# Leesville Lake Camping



## TIGHTLINER (Apr 7, 2004)

This weekend I'm looking to head down to Leesville Lake with my Dad to do some camping and some fishing. If anybody has any information on campgrounds that are located right on or near the water I would appreciate it. I've never fished the lake at all so any pointers would also be great. Thanks in advance.......Tightlines!


----------



## Paul Anderson (May 20, 2005)

Hey thats my home turf...but I will be at Salt Fork all weekend. There are two tournaments at Leesville this comming weekend. (Bass and Musky)

The number for Clows is 740.269.5371. I'd be surprised if you could get a camper location, but a tent spot will most likely be availiable. You better call to find out.

Leesville is a 10 HP max lake. The musky fishing has been hot for more than two weeks now and has really turned furious over the last week. A lot of nice fish have been caught during the last few days. 

For musky the bait of choice right now is a Lee Scisson #41 and the colors which are working best are brown tiger, Texas red, firetiger, and Tennesee shad. Most fish are being caught at 8-12 feet over water that is 14-34 feet, by trolling about 60 feet of line at 3.5 mph. You don't have to go far from the launch ramp to be at a prime location. I caught my biggest fish of the year a week ago at about 50 yards from the ramp (right in front of all the campers). The catfish have been hitting in deep water on liver, crawlers, and shrimp. For other types of fish you will need to get info from someone else.

### ACTIVITY LIST
(a) Reproduce the passage of the Leesville Lake camping thread that runs from "# Leesville Lake" up to and including "Thanks in advance.......Tightlines!", word for word.
(b) According to the Leesville Lake camping thread, what is the maximum horsepower allowed on the lake?
(c) Pick up the Leesville Lake camping thread where it stops and continue it.

### PROVIDED MATERIAL

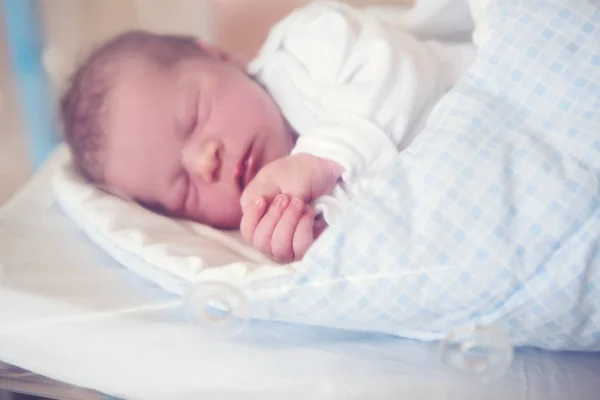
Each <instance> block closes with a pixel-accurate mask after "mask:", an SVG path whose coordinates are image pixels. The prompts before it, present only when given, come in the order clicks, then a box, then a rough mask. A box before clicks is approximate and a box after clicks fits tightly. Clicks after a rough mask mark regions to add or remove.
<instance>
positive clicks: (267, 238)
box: [241, 194, 315, 263]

### TASK-BY-TASK OUTPUTS
(a)
# Leesville Lake Camping



## TIGHTLINER (Apr 7, 2004)

This weekend I'm looking to head down to Leesville Lake with my Dad to do some camping and some fishing. If anybody has any information on campgrounds that are located right on or near the water I would appreciate it. I've never fished the lake at all so any pointers would also be great. Thanks in advance.......Tightlines!

(b) 10 HP

(c)
Good Luck...hope you catch a slob.


----------



## mike leesville (Aug 30, 2004)

I think there are primitive (no power/no water) camping sites at Petersburg Marina (Probably tents only). Phone (330) 627-4270. Hopefully that number is still good - they had a change of ownership recently. Some of the sites look like they would be right on the water. There are pit toilets/not sure if there is a shower house. Check out mwcd.com, you might find out some information there on camping. Good luck.


----------



## mike leesville (Aug 30, 2004)

Sorry, the website is mwcdlakes.com


----------



## Lake Milton Joe (Apr 14, 2004)

I put in at Petersburg Marina today, before leaving talk to owner, their are lots of empty camp sights, the cost is: Daily with elect is $ 19.75, Daily without elect is $ 18.50, cabin rental 4 person 2 night minimum is $ 140.00, their restaurant will be open only on weekends.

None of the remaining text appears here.